(Exercise data Opens)

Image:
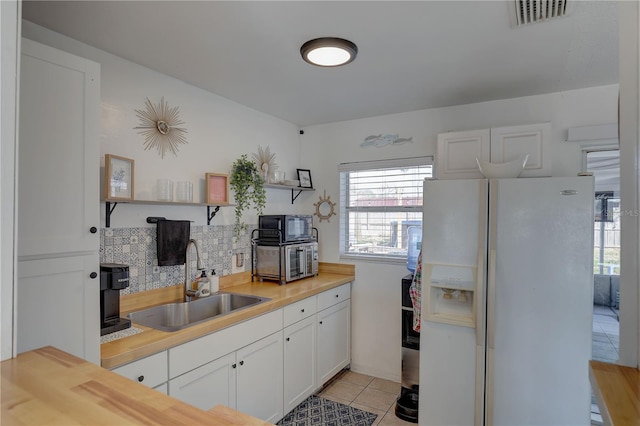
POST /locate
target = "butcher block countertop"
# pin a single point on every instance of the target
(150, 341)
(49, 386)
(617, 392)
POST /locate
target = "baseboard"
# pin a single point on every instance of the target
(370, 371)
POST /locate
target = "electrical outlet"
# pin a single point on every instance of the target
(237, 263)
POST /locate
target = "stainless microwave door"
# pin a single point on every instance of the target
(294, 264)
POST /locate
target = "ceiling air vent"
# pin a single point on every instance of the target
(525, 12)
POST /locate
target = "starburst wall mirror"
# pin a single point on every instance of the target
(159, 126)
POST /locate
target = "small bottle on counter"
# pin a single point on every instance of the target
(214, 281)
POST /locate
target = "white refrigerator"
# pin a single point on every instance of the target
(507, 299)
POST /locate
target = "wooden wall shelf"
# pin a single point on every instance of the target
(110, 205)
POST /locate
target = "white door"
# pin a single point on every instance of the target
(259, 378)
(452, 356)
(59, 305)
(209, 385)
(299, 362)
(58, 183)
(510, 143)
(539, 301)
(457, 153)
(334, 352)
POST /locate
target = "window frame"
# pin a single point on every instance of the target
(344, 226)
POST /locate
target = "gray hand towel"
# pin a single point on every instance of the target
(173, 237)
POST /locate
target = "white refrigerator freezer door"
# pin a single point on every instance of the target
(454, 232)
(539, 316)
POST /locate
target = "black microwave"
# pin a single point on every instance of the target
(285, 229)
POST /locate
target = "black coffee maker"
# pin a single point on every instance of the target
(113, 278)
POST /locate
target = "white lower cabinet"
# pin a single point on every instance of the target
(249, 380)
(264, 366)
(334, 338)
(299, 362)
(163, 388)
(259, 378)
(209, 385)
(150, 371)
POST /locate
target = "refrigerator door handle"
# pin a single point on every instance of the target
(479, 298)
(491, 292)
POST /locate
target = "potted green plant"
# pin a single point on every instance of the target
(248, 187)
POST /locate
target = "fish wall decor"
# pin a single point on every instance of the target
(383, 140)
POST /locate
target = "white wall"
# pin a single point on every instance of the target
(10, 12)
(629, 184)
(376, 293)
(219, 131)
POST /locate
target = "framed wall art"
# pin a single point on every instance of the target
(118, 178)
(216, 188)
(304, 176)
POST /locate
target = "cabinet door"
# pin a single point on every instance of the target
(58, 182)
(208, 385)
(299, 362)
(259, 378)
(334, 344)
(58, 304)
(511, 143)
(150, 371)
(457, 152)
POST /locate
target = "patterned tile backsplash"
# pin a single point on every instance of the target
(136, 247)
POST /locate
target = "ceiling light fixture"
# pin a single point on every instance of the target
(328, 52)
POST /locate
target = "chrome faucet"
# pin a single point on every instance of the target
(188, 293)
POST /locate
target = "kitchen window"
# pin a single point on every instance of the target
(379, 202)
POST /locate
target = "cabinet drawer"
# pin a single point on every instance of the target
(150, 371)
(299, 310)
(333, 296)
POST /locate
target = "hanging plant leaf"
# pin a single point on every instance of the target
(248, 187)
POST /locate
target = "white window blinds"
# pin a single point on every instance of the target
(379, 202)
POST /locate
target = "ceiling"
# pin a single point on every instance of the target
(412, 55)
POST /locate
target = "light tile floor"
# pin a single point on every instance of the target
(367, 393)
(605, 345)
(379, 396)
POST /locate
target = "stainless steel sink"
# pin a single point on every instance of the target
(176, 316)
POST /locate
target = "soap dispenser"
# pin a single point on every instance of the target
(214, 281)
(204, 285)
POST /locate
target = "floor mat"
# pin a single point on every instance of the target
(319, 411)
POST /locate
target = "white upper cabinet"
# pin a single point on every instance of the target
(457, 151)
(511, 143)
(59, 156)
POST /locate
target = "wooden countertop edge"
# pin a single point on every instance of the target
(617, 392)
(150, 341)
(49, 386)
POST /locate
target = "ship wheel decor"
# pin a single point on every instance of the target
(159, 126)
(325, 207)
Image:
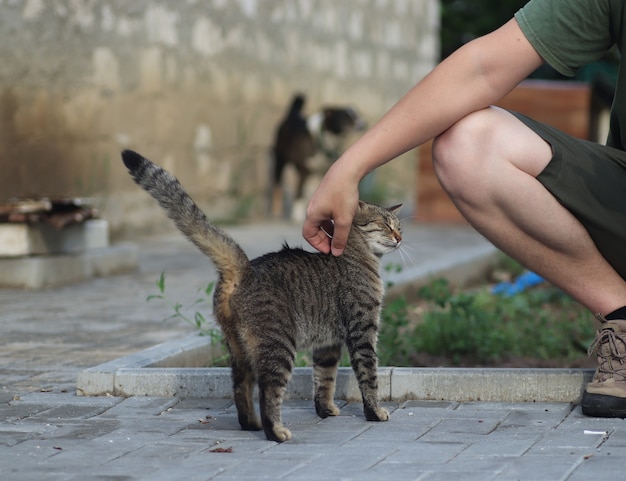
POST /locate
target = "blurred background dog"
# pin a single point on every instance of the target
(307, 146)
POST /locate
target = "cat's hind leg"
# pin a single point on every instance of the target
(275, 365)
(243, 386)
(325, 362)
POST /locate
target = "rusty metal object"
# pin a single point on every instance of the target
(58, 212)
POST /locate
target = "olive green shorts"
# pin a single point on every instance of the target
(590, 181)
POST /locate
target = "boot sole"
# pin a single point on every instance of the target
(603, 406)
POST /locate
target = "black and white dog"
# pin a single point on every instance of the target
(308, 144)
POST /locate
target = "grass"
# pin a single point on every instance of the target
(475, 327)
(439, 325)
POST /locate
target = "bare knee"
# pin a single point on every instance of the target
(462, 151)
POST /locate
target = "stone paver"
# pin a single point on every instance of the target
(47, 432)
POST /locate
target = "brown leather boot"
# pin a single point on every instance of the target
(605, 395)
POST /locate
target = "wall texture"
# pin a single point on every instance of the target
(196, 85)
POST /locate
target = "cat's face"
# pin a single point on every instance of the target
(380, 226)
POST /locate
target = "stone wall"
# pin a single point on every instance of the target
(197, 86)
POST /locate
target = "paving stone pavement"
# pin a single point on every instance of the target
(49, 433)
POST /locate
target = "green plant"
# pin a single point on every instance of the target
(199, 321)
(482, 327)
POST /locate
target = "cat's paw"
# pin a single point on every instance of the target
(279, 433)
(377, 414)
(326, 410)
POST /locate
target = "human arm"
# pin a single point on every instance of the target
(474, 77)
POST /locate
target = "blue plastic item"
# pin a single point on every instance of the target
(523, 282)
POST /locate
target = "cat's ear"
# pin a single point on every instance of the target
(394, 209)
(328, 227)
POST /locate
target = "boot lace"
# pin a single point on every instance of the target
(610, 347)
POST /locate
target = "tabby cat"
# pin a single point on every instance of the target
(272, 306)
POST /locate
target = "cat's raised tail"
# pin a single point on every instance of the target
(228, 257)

(Exercise data Closes)

Give only the count of lines in this material that contain the string "green".

3